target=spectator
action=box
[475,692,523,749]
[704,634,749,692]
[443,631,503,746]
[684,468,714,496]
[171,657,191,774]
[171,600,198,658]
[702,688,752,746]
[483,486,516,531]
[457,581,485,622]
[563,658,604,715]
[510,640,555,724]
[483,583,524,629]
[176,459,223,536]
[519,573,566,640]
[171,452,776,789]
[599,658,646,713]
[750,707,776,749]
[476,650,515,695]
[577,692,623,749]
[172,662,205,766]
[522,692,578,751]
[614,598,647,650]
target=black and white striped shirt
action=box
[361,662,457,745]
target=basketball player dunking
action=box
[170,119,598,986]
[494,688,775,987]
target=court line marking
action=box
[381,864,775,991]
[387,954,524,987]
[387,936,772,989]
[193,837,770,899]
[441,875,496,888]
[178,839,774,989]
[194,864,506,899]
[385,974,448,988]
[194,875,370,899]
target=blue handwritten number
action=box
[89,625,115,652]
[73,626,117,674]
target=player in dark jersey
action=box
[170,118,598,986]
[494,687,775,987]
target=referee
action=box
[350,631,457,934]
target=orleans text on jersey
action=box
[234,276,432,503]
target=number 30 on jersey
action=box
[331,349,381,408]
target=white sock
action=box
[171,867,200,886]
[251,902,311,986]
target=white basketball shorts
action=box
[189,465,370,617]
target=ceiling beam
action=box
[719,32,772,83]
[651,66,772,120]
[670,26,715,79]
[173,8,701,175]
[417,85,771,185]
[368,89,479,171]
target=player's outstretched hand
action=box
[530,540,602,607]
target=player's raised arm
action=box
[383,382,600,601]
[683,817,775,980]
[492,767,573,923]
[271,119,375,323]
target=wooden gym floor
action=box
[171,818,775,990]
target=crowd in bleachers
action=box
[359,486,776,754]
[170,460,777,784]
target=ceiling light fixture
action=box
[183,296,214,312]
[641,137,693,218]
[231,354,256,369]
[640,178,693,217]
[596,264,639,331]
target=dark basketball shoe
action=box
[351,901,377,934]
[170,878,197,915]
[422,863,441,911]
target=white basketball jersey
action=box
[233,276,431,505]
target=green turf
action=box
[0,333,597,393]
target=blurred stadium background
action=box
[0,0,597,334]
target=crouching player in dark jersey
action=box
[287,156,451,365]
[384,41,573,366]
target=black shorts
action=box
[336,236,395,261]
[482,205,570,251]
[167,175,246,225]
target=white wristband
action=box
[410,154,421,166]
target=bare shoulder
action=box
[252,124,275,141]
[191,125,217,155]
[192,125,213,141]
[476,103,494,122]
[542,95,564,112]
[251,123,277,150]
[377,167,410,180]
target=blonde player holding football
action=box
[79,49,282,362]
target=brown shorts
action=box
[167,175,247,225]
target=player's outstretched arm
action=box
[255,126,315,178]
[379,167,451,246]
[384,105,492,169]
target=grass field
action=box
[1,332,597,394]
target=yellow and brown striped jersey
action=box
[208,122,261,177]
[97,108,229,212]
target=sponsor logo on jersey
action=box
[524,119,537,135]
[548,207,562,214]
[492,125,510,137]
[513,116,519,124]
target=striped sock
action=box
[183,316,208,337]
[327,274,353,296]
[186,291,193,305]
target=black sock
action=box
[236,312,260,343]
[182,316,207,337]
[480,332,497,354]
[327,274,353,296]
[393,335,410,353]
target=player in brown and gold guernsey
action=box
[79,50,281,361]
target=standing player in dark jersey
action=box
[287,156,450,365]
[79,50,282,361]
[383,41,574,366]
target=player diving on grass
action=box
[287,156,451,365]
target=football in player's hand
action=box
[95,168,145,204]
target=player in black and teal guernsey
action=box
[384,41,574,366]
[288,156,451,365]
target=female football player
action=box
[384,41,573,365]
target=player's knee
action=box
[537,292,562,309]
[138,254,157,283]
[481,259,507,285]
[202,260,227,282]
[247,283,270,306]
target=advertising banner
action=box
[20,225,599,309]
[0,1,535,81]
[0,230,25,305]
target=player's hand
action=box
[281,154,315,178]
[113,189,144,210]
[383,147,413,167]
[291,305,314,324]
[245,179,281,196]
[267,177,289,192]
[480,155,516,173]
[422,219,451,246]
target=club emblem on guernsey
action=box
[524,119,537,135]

· · · · ·

> **Your assignment**:
In the entries above, tally the lines that hold the string "black" and give only the count.

> **Output of the task**:
4